_Exercise_
Only the records, exactly as written, belong in the answer; pictures do not.

[Natural-language object grounding data]
>>

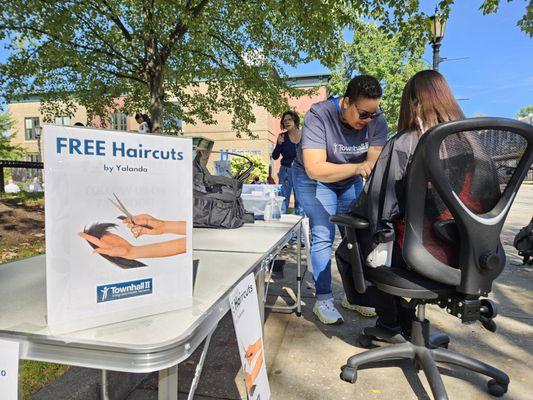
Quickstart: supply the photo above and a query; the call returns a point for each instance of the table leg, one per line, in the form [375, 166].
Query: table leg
[200, 366]
[104, 390]
[168, 384]
[299, 273]
[260, 283]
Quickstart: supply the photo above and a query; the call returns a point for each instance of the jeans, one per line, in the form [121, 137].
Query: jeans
[320, 201]
[285, 176]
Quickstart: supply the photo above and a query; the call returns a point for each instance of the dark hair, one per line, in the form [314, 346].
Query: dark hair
[294, 115]
[427, 98]
[147, 119]
[100, 229]
[365, 86]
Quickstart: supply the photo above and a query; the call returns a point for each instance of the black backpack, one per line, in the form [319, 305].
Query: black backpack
[217, 199]
[523, 242]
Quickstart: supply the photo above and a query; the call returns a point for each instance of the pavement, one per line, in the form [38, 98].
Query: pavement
[304, 356]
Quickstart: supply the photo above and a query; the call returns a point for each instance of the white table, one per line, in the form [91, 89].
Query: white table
[153, 343]
[262, 238]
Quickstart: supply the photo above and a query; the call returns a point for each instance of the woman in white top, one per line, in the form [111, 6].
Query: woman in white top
[145, 125]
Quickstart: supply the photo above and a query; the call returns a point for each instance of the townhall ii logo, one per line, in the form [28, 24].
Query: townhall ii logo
[122, 290]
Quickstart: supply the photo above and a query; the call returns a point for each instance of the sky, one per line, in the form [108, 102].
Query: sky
[496, 79]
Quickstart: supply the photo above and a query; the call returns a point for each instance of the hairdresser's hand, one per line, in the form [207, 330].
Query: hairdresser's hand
[156, 226]
[250, 377]
[152, 226]
[252, 350]
[364, 169]
[111, 245]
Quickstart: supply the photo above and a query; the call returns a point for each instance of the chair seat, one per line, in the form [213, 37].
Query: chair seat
[405, 283]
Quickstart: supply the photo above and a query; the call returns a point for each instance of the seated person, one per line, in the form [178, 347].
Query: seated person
[11, 187]
[35, 186]
[426, 101]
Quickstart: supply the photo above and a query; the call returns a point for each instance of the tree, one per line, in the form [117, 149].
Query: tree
[239, 164]
[388, 58]
[525, 111]
[182, 59]
[8, 151]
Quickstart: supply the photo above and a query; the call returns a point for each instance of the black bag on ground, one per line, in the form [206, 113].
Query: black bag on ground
[217, 199]
[523, 242]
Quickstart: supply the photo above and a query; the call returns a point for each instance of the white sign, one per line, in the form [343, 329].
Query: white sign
[9, 369]
[247, 321]
[118, 225]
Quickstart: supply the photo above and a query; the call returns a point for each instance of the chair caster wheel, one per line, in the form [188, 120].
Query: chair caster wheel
[496, 389]
[365, 341]
[348, 374]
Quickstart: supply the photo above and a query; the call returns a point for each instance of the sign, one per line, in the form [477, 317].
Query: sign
[247, 321]
[9, 369]
[118, 225]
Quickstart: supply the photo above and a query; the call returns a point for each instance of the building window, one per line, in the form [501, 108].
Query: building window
[173, 124]
[34, 157]
[29, 125]
[63, 120]
[118, 122]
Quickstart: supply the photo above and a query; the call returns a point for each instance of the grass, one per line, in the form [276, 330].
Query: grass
[11, 253]
[26, 198]
[35, 375]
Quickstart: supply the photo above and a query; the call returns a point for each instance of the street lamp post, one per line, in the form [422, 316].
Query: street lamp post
[37, 130]
[437, 25]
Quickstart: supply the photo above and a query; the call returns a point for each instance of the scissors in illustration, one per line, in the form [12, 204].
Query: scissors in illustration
[118, 204]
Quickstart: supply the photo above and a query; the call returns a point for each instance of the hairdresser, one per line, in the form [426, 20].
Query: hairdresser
[341, 141]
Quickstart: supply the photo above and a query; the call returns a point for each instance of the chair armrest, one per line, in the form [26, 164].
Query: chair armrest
[353, 224]
[349, 221]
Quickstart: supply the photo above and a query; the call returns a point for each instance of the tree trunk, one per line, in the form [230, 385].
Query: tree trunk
[155, 82]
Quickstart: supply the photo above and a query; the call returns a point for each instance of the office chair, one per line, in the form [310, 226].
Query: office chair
[453, 165]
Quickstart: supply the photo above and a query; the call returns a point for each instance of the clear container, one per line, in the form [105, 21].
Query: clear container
[272, 209]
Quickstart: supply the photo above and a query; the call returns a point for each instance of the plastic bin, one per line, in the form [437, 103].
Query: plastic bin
[255, 202]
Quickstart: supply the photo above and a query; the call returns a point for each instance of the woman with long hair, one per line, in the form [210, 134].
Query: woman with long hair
[426, 101]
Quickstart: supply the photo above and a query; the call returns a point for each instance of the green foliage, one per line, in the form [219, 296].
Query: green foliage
[388, 58]
[35, 375]
[260, 170]
[219, 56]
[525, 111]
[8, 151]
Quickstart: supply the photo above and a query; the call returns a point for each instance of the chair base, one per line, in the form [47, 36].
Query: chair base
[425, 351]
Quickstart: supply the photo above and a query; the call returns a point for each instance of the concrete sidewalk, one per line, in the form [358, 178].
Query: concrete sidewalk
[304, 356]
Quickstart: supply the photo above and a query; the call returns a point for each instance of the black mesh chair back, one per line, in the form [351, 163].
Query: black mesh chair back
[461, 184]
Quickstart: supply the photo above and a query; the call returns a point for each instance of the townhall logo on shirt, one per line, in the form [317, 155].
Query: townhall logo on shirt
[351, 150]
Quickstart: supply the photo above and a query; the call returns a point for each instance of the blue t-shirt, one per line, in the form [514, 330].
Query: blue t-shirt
[323, 129]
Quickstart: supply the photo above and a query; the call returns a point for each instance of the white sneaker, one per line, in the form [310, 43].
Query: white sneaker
[367, 312]
[327, 313]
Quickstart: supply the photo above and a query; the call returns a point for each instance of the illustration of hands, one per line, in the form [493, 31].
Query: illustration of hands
[110, 245]
[254, 360]
[120, 252]
[145, 224]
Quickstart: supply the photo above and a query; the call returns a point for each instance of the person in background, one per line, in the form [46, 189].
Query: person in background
[270, 180]
[145, 125]
[11, 187]
[341, 141]
[35, 185]
[286, 148]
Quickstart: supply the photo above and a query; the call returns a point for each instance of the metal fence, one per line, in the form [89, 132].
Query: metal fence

<<

_Exercise solution_
Quickstart: supply the photo above and a query; the call returns a point for each instance of the table leg, one per line, in the form [375, 166].
Query: table leg
[200, 366]
[104, 390]
[168, 384]
[299, 273]
[260, 283]
Quickstart: supply the photo above and a query; the call returns a point for each instance of the jeans, one per line, in the form [121, 137].
Query: jeans
[320, 201]
[285, 176]
Quickstart: supply the photo above and a query; the call returns a point for each instance of the dark hair, one per line, in the form [314, 346].
Query: dark hair
[294, 115]
[427, 98]
[147, 119]
[100, 229]
[365, 86]
Quickstart: supply the photo above and a query; the call returns a point for each instance of the black backpack, one per line, in the form [319, 305].
Query: black backpack
[217, 199]
[523, 242]
Quickstart: supply the photo above and a query; the call returns a point for each instance of the pavement, one per line, in the form [38, 98].
Query: pavement
[304, 356]
Quickstart: supply the photo above and a query; the call returns a point for each instance of the white table, one per line, in the form [91, 89].
Query: white table
[153, 343]
[262, 238]
Quickstart: supply the photo above and a query; the call returns a point for each instance of the woman in white top, one per line, in the form [111, 6].
Query: woman in white top
[145, 125]
Quickstart: supply the photo above and a query; the call returns a point for each instance of the townhall ii logo, one per line, in the form [28, 24].
Query: townhall ii logo
[122, 290]
Quickstart: supply the photo above and a query; the call returns a point for each instance of the sky, one per line, in the form [108, 102].
Query: sky
[496, 79]
Quickstart: supply the photo above and a query; the call returns a point for each instance of the hairdresser's hand, one per line, in the form [207, 330].
Query: hairdresser's hand
[156, 226]
[250, 377]
[152, 226]
[252, 350]
[364, 169]
[111, 245]
Quickstart: supply the photo above and a query; the call returns a point for each instance of the chair seat, one per line, in the form [213, 37].
Query: chair seat
[405, 283]
Quickstart: supply the photo above and a query; the call returns a point for each instance of the seated person, one per line, in the form [178, 347].
Query: seated person
[11, 187]
[35, 186]
[426, 101]
Quickstart: supply the photo above and a query; the call returns a point for each instance of the tree, one per line, in the form [117, 149].
Query: tree
[239, 164]
[388, 58]
[525, 111]
[182, 59]
[8, 151]
Quickstart: supply the photo above and a query; the call returns a point for each instance of the black bag on ground, one per line, in the form [206, 113].
Query: black bag on ground
[217, 199]
[523, 242]
Quickstart: supply the photo above and a query; the call returns a point for each instance of the white sign, one per line, in the form [343, 329].
Query: white sign
[9, 369]
[247, 321]
[118, 225]
Quickstart: supply the photo above and a query; the call returns a point for each instance of the chair caster wheel, one per line, in the form [188, 120].
Query: chair caster wheel
[496, 389]
[365, 341]
[348, 374]
Quickstart: supply the photo above and a query; the call returns a point for each instance of the sign, one per line, in the form [477, 317].
Query: sign
[247, 321]
[9, 369]
[118, 225]
Quickstart: supply the photo above and a query; the call returns a point for each instance of the building window, one per line, in the form [501, 108].
Query: building window
[173, 124]
[34, 157]
[29, 125]
[63, 120]
[118, 122]
Quickstart: supply the photo above and a query; the call returns a point for each instance of the grass, one per line, in the form [276, 330].
Query: grass
[11, 253]
[26, 198]
[35, 375]
Quickstart: supply the photo above and a query; the call returns a point for each instance of the street lamp post, one per line, in the form [422, 316].
Query: street lamp post
[37, 130]
[437, 25]
Quickstart: supply the photo above and a query; the call returns a point for each instance of the scissors in illustration, one per line, in the form [12, 204].
Query: scissors in illustration
[118, 204]
Quickstart: supply the photo above and a query; the call returns a point for each instance of the hairdresser, one per line, in the form [426, 20].
Query: hairdresser
[341, 141]
Quickstart: supply the photo above and a query; the call returns a point for each instance of the chair armrest, one per line, in the form [26, 164].
Query: chair armrest
[353, 224]
[349, 221]
Quickstart: supply the photo above and a query; the call returns a point for each instance of the tree trunk, one per line, in the form [230, 385].
Query: tree trunk
[155, 82]
Quickstart: supply the photo above and a query; the call returns a point for each instance of the office chair, one per line, in the form [310, 226].
Query: office chair
[453, 165]
Quickstart: supply the photo above and a query; the call returns a point for each instance of the clear container, one per line, in the form [105, 21].
Query: clear container
[272, 209]
Quickstart: supply the photo above and a query; the call returns a point for each instance of the plastic bin, one per line, in the form [437, 103].
Query: plastic bin
[255, 202]
Quickstart: supply the photo above and a query; the call returns a point for each instance of the woman with long hair, one per line, in the form [210, 134].
Query: woman with long hair
[426, 101]
Quickstart: supply the photo above and a query; the call returns a point for each instance of the green foliage, one per line, in the form [219, 296].
Query: green foliage
[388, 58]
[35, 375]
[260, 170]
[219, 56]
[525, 111]
[8, 151]
Quickstart: supply the photo above and a query; the call returns a point for each instance of the chair base, one per line, in the form [47, 36].
Query: chair base
[425, 351]
Quickstart: supply the photo above and a query; the call returns a point for each instance of the concrete sidewalk, one per line, in the form [358, 178].
Query: concrete sidewalk
[304, 356]
Quickstart: supply the photo above and a query; the call returns a point for each instance of the black mesh chair back, one per line, in the form [351, 163].
Query: black mesh chair back
[461, 184]
Quickstart: supply the photo above and a query; the call returns a point for each instance of the townhall logo on shirt, one per line, in the form [317, 155].
Query: townhall logo on shirt
[351, 150]
Quickstart: supply the photo above and a query; the call returns a point for each instance of the blue t-shirt, one per line, in the form [514, 330].
Query: blue t-shirt
[323, 129]
Quickstart: supply the photo above and a query; the call returns a point for each instance of the white sneaker, one per line, in the form [310, 43].
Query: white sneaker
[367, 312]
[327, 313]
Quickstart: supply the photo above and a query; the call returns a point for each instance of the illustration of hands, one per line, in the form [493, 31].
Query: illustration of hands
[110, 245]
[254, 360]
[120, 252]
[145, 224]
Quickstart: supply the photo above and a query; the call returns a point for each instance of the person in background, one per line, in the form [46, 189].
Query: person in background
[270, 180]
[145, 125]
[11, 187]
[341, 141]
[35, 185]
[286, 148]
Quickstart: supply the photo above and a query; the call returns a point for each instance of the metal fence, one per line, in the form [89, 132].
Query: metal fence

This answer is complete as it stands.